+++ FRAGMENTO DE LECTURA
¡Queridos amigos frankensguinautas! ¡Hoy tengo el inmenso placer de hablarles de una extraordinaria película! ¡El Jovencito Frankenstein! ¡Una magnífica obra biográfica sobre uno de los personajes más notables y destacados de la historia…!
¡No, tú no, Igor! ¡Yo! ¡La película toma por título “El Jovencito Frankenstein”, no “El Jorobado de Notredame”! ¡¿Cómo que a qué joroba me refiero!? ¡Da igual!
La historia no es una adaptación de los hechos que acaecieron, sino el fiel y vívido reflejo de cuanto aconteció… ¡para mayor gloria de mi persona! ¡Todo verídico! ¡Se lo aseguro!
La obra es fruto de la colaboración entre dos gigantes de la escena cinematográfica de los años 70: el jubiloso Mel Brooks, que además dirige la película; y el incuestionable Gene Wilder, que me interpreta magistralmente.
En un arrebato de genialidad, decidieron enfocar la historia como un clásico del terror, pero con sus inconfundibles sello y vis cómica. Por ello, en pleno auge del color, decidieron hacerla en blanco y negro. Por la crudeza y el dramatismo; la confrontación y la dicotomía. La luz refulgente frente a la absorbente oscuridad. La vida frente a la muerte. La iluminación del pensamiento y el conocimiento frente a las lóbregas ignorancia y superstición. La virtuosa mesura y la juiciosa ética de los medios frente a la insaciable ansia y el incuestionable propósito de los fines. Cómo el deseo de luz puede consumirnos y condenarnos a un pozo de oscuridad.
++++++
+++ EXTRACTO DE DATOS
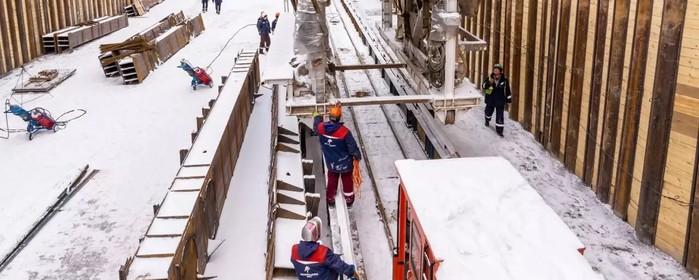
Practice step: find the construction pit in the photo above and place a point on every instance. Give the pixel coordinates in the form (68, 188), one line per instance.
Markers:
(161, 179)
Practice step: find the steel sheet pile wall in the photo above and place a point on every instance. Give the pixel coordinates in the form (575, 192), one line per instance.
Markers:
(175, 244)
(610, 88)
(23, 22)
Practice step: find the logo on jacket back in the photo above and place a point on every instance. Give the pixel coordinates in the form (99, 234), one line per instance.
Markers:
(306, 273)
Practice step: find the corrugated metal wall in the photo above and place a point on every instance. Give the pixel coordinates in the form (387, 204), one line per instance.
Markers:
(611, 88)
(22, 22)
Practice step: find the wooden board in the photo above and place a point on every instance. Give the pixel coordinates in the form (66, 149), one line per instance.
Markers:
(541, 70)
(550, 73)
(576, 85)
(516, 59)
(560, 78)
(528, 96)
(632, 112)
(660, 120)
(613, 99)
(692, 248)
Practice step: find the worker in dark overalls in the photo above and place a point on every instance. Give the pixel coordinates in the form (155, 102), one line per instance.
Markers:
(263, 28)
(218, 6)
(340, 152)
(497, 94)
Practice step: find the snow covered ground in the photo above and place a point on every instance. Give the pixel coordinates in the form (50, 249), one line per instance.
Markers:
(131, 133)
(243, 223)
(612, 247)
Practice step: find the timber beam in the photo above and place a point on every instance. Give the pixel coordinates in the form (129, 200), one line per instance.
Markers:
(470, 42)
(305, 107)
(343, 68)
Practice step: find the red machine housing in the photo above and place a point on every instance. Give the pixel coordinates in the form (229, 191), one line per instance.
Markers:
(414, 256)
(202, 76)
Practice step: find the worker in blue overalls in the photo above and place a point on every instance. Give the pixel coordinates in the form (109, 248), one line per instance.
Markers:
(497, 94)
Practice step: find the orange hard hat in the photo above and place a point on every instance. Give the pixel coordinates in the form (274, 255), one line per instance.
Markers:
(335, 112)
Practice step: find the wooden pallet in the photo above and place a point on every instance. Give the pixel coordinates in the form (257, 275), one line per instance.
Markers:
(45, 86)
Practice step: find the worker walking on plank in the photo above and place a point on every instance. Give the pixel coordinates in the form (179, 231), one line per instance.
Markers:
(497, 95)
(313, 260)
(218, 6)
(341, 154)
(264, 29)
(274, 22)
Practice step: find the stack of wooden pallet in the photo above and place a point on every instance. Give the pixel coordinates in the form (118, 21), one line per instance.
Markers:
(74, 36)
(140, 7)
(135, 58)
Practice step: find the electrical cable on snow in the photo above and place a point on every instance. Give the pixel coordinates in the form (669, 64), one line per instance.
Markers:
(226, 45)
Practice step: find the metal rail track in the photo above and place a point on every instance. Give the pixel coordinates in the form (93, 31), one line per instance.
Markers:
(399, 82)
(345, 92)
(406, 81)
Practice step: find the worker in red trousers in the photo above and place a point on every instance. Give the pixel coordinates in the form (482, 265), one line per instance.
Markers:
(313, 260)
(340, 152)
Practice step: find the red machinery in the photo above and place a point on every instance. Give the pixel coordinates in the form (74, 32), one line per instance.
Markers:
(478, 218)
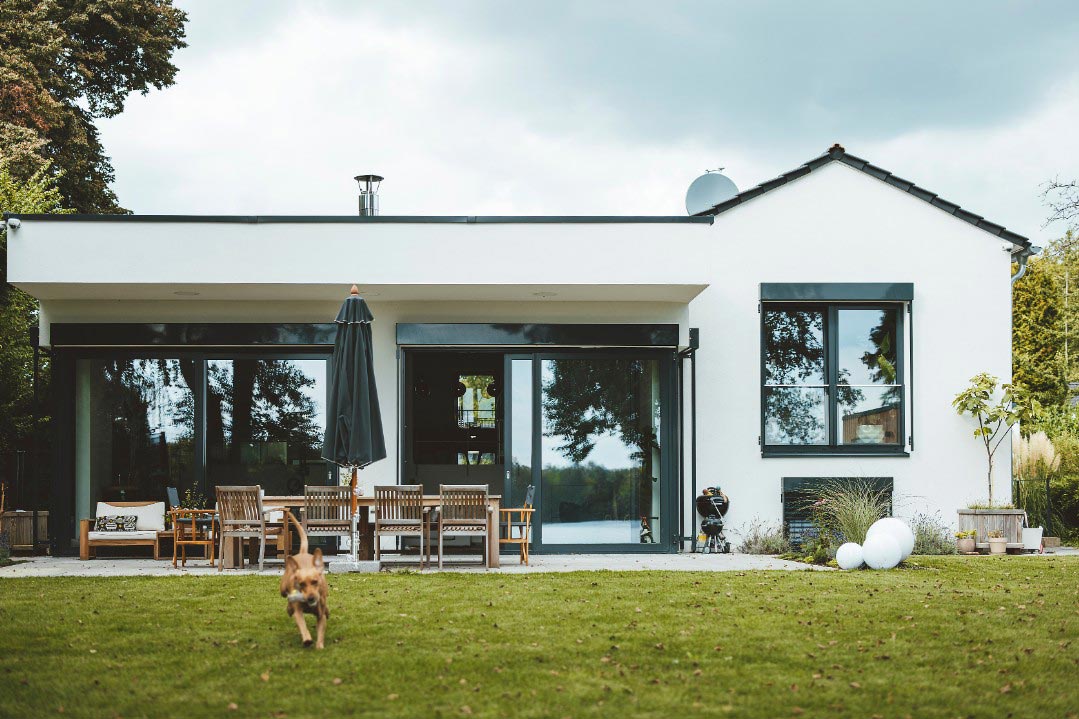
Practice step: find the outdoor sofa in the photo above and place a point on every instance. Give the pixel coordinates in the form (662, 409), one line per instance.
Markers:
(149, 520)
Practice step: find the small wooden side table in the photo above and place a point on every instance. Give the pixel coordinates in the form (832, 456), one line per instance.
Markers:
(192, 528)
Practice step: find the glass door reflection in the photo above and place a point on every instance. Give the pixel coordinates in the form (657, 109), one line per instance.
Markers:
(600, 450)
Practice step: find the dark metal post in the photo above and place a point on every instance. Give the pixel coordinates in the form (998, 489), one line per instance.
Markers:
(1049, 509)
(35, 475)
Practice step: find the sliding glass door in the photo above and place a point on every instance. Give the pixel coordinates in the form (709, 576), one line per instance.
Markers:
(589, 431)
(145, 422)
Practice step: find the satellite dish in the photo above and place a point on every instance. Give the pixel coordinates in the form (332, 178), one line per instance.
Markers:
(707, 191)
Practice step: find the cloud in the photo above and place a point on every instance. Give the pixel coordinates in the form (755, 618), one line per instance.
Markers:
(571, 108)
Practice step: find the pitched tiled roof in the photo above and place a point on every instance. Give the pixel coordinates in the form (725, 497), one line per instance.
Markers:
(837, 153)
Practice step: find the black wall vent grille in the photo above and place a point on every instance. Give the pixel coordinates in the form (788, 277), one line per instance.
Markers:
(800, 492)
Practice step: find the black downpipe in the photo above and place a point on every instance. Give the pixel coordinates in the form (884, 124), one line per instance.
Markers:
(692, 354)
(35, 474)
(693, 439)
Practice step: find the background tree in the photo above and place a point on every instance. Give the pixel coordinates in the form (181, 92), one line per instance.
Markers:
(1062, 197)
(1038, 334)
(18, 311)
(65, 64)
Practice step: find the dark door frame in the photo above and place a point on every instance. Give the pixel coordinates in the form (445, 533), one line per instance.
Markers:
(669, 539)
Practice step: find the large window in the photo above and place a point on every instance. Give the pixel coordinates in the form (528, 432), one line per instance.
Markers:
(135, 430)
(600, 450)
(189, 421)
(832, 378)
(264, 423)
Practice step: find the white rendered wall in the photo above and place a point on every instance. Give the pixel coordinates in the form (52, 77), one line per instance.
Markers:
(834, 225)
(837, 225)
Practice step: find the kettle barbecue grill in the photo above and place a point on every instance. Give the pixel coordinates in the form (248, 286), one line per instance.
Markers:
(712, 505)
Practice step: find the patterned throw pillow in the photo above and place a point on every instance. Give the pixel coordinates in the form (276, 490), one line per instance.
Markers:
(115, 523)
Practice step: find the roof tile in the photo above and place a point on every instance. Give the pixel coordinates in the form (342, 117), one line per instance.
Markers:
(836, 152)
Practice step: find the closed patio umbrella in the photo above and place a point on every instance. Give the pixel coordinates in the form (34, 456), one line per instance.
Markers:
(353, 422)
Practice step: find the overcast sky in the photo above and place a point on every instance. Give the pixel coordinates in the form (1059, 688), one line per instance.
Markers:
(592, 108)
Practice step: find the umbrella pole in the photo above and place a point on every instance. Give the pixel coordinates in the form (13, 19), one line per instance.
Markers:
(355, 539)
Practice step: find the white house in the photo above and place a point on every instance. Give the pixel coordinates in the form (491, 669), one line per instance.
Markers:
(833, 309)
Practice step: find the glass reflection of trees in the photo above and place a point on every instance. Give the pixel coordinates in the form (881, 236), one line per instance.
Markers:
(145, 415)
(866, 378)
(262, 423)
(584, 399)
(869, 393)
(795, 399)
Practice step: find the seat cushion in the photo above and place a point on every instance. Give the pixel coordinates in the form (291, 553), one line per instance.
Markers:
(117, 523)
(400, 528)
(458, 529)
(148, 516)
(123, 537)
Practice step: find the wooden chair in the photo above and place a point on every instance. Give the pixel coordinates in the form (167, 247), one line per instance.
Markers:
(327, 511)
(190, 528)
(399, 512)
(519, 518)
(462, 512)
(243, 517)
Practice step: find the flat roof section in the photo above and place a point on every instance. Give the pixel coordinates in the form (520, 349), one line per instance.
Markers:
(376, 219)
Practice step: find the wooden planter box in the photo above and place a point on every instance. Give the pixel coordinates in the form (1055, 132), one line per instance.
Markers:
(19, 527)
(983, 521)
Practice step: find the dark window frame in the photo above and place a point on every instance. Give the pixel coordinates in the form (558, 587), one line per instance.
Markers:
(834, 448)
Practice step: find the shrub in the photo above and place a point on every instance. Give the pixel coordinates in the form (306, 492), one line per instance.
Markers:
(931, 536)
(846, 509)
(764, 539)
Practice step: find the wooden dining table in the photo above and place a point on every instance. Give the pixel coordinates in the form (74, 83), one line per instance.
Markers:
(232, 556)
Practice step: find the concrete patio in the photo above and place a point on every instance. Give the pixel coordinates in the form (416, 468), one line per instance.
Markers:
(138, 567)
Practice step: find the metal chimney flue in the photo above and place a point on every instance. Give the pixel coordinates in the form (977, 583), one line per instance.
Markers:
(368, 194)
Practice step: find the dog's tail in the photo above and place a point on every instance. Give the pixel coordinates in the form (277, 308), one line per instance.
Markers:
(299, 530)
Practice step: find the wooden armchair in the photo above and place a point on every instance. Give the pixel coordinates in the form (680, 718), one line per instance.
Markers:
(519, 518)
(243, 518)
(327, 511)
(399, 512)
(462, 512)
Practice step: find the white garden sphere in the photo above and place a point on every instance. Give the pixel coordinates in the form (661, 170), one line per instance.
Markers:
(882, 551)
(849, 556)
(899, 530)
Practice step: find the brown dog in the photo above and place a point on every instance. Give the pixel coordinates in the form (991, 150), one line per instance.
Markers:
(304, 585)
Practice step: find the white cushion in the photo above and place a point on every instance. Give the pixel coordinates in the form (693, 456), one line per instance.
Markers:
(147, 517)
(122, 536)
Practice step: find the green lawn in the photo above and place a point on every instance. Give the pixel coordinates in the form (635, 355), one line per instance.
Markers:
(961, 637)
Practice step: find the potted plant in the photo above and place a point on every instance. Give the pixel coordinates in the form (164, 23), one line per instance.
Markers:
(965, 541)
(997, 408)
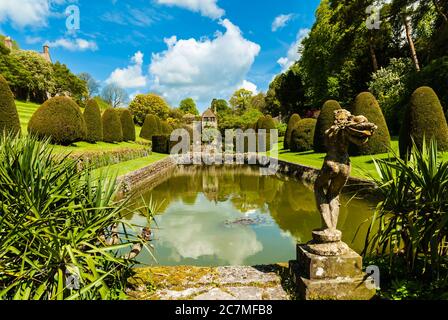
++++++
**EJERCICIOS PROPUESTOS**
[a] De acuerdo con el fragmento de lectura, ¿quién dirige la película?
[b] Reescriba de forma más breve el párrafo del fragmento de lectura que comienza con «En un arrebato de genialidad» y conserve sus datos principales.

**RESPUESTAS POR ÍTEM**
[a] Mel Brooks.

[b] Mel Brooks y Gene Wilder decidieron plantear la historia como un clásico del terror con su característico sello cómico. Aunque el color estaba en pleno auge, la rodaron en blanco y negro. Así buscaban crudeza, dramatismo y contrastes: la luz frente a la oscuridad, la vida frente a la muerte y el conocimiento frente a la ignorancia y la superstición. También oponían la mesura ética de los medios al ansia de los fines, para mostrar cómo el deseo de luz puede condenar a la oscuridad.